Dataset records ::
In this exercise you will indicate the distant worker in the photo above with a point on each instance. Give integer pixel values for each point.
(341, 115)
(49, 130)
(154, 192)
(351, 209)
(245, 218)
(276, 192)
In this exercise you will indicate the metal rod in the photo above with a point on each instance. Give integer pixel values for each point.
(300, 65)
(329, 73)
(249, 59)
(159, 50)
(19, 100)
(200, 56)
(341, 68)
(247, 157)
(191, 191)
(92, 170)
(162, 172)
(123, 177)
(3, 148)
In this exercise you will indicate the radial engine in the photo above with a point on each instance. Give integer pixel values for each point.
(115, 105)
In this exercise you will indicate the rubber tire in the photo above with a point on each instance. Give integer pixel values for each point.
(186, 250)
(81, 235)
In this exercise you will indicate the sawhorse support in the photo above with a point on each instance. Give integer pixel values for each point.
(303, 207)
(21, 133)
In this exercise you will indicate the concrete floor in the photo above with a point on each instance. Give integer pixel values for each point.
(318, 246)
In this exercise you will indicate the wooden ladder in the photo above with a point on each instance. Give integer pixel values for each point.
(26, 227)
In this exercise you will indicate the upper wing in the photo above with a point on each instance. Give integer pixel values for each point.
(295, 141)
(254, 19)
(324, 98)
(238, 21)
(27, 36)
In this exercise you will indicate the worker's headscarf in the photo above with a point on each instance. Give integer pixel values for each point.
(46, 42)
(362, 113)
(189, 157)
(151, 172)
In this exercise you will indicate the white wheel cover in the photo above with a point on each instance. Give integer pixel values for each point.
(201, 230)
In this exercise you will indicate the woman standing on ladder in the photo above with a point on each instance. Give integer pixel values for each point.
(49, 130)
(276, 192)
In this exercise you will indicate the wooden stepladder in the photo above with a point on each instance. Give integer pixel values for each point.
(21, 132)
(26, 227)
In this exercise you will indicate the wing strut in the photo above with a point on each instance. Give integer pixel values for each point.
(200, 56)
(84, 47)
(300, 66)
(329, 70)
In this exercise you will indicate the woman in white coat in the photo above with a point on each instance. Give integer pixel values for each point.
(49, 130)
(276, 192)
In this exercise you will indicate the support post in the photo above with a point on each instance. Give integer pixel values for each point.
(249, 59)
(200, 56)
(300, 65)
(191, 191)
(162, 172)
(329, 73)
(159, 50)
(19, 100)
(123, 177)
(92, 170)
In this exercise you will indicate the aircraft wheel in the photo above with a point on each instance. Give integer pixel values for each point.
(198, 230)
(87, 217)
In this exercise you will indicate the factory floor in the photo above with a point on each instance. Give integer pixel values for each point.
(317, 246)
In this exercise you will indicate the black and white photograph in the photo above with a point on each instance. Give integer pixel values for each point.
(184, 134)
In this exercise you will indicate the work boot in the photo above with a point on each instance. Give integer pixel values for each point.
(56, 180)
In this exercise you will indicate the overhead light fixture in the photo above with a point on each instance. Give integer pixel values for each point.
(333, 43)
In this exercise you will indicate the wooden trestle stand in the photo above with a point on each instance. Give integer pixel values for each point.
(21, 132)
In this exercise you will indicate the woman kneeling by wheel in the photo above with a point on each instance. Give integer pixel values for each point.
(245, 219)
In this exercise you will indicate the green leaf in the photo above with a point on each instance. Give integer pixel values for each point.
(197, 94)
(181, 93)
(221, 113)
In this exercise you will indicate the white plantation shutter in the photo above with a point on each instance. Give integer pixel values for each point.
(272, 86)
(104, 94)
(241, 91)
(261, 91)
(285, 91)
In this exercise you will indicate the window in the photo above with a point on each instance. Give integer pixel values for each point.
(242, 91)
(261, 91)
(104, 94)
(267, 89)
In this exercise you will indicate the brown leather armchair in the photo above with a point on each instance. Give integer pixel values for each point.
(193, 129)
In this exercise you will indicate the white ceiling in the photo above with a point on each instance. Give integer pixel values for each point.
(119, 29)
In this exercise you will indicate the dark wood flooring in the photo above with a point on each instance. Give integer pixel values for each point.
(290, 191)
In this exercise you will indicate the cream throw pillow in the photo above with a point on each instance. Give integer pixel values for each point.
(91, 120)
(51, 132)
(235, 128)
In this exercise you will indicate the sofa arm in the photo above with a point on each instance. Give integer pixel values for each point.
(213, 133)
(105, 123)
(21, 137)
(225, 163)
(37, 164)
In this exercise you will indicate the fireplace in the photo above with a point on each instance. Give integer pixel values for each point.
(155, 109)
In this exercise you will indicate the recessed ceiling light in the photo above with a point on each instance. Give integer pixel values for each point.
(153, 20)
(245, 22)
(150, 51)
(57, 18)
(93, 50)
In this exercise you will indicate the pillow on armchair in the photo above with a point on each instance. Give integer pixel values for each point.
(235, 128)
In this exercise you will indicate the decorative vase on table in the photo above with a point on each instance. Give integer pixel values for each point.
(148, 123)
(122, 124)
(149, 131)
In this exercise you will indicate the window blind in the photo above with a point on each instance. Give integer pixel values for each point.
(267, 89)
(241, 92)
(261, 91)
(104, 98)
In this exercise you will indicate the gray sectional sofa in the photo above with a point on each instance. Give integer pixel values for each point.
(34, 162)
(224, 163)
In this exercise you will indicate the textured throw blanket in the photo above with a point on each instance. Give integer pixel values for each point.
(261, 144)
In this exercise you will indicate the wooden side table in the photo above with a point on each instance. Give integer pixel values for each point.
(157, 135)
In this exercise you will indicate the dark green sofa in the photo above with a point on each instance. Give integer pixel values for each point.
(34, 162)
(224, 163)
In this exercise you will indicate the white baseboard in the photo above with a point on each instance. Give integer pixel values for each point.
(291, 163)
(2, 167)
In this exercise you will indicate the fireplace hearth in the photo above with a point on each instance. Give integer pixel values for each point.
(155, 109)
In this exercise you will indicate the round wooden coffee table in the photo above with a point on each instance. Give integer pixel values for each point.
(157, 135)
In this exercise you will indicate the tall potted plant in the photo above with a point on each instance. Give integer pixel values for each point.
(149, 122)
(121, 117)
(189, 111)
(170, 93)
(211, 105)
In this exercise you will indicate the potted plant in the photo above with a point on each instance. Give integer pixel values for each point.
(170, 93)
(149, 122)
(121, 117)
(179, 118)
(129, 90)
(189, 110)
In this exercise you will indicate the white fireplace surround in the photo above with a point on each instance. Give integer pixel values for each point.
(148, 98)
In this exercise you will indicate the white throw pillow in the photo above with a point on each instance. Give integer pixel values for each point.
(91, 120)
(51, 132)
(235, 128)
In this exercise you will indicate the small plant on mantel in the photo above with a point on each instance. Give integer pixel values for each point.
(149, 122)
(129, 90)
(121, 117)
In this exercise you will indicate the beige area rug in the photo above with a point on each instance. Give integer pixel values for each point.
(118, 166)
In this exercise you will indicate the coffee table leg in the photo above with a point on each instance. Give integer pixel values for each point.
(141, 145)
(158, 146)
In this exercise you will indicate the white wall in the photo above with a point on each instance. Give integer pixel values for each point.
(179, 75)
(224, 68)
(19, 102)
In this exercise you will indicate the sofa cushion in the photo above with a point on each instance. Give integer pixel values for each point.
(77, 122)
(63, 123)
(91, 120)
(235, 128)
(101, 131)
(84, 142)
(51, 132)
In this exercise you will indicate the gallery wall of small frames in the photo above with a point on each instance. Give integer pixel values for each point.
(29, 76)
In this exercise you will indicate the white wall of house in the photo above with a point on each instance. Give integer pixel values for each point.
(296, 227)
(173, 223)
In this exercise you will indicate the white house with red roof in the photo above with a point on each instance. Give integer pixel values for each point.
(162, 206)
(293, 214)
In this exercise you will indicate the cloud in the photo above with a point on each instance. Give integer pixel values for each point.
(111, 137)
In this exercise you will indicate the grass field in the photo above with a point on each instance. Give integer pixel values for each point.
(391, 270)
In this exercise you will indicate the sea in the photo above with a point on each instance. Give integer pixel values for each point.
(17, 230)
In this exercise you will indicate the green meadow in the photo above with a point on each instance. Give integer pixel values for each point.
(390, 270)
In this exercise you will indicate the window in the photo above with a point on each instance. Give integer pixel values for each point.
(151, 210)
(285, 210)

Problem description ::
All lines from the one containing "In this exercise you will indicate the white house" to the end of the records are to be duplicated exactly, and no other lines are to be given.

Expected output ::
In this exercise you will indicate the white house with red roof in the photo above with a point on each instance. Give integer pixel values for each point.
(162, 206)
(293, 214)
In this exercise you will indicate the cloud in the photo above with a point on each instance. Give integer pixel values for each point.
(111, 137)
In this exercise you will indicate the grass field in the photo above with a point on each instance. Give integer pixel values for each point.
(391, 270)
In this exercise you will indicate the sea in the photo above with a point on each instance. Give integer pixel values for each point.
(17, 230)
In this exercise you will indicate the green meadow in the photo above with a point on each instance. Give integer pixel values for each point.
(390, 270)
In this exercise you will indicate the window in the photo above with a point on each instance. Give integer pixel values for each point.
(151, 210)
(285, 210)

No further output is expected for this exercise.